Complete the following →
- A) Rewrite the paragraph of the forum replies on separation that begins "Residency arrangements for the children" as a short bulleted list that keeps its main facts.
- B) In the forum replies on separation, what must the father pay if he has less than 50/50?
- C) Pick up the forum replies on separation after their final sentence and carry them further.

Page excerpt →
>>>>>

Residency arrangements for the children and division of assets aren’t really linked, particularly as you earn similar sums. You’ll both need appropriate housing arrangements - this may be smaller, in a not so nice area etc, unless you can buy him out. The starting point for division of assets is 50:50.

In terms of childcare, presumably your husband could get a nanny or au pair to look after the children if they were with him when he had to go on a work trip?

OhamIreally · 31/12/2023 22:51

I think you're in for a rude awakening OP. The way it works is this: your ex will be able to see your children as little as he wishes and the courts will facilitate this. You will have to make them available for contact and pick up ALL the slack. If he cancels at short notice there will be no repercussions for him and you will again have to pick up the slack.

If he has less than 50/50 he will have to pay child maintenance according to the CMS calculator. All other expenses will be on you and you will not be able to force him to step up. Furthermore society will consider him "a good dad".

<<<<<

Data →
>>>>>

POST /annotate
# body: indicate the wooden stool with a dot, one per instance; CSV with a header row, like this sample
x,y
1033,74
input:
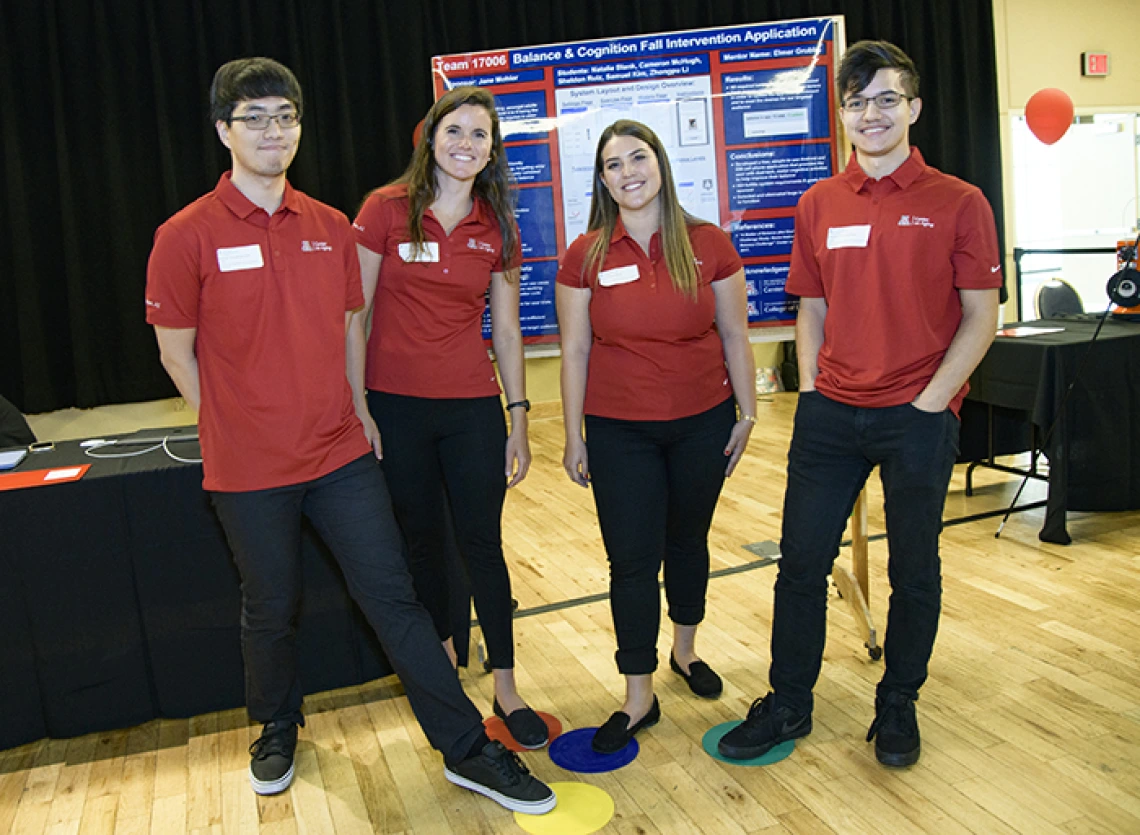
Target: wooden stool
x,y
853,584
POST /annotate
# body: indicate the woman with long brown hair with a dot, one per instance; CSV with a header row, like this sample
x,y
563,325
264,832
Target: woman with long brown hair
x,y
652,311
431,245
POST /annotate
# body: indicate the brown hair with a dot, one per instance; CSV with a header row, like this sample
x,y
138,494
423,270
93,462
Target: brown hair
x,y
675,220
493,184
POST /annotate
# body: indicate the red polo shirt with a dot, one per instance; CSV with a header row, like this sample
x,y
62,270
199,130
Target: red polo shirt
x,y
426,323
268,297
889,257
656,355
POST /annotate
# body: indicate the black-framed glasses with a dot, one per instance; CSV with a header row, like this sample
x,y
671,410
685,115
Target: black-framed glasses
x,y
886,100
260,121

<<<<<

The results →
- A)
- Residency arrangements for the children and division of assets aren't really linked, especially since both parents earn similar sums.
- Both parents will need appropriate housing, which may be smaller or in a less nice area unless you can buy him out.
- The starting point for dividing assets is 50:50.

- B) Child maintenance according to the CMS calculator.

- C)
Reugny · 31/12/2023 23:06

No he couldn't - his work trips will be entirely dictated by his work and when various events are. He won't get any choice over dates

This is irrelevant.

If you drag it or he does - and I know some couples who did under the old divorce laws - you could find your 15 year old is 18 or older. (Your 11 year old will then be 14 or older. This is important as Child Arrangements isn't generally done for a child that age )

While not explicitly allowed if they are over 16 they can look after themselves.

If they are an adult, so over 18, and there is a teenage younger sibling they can look after them.

So aim to get your divorce through as quickly as possible and do everything with a clean break in mind.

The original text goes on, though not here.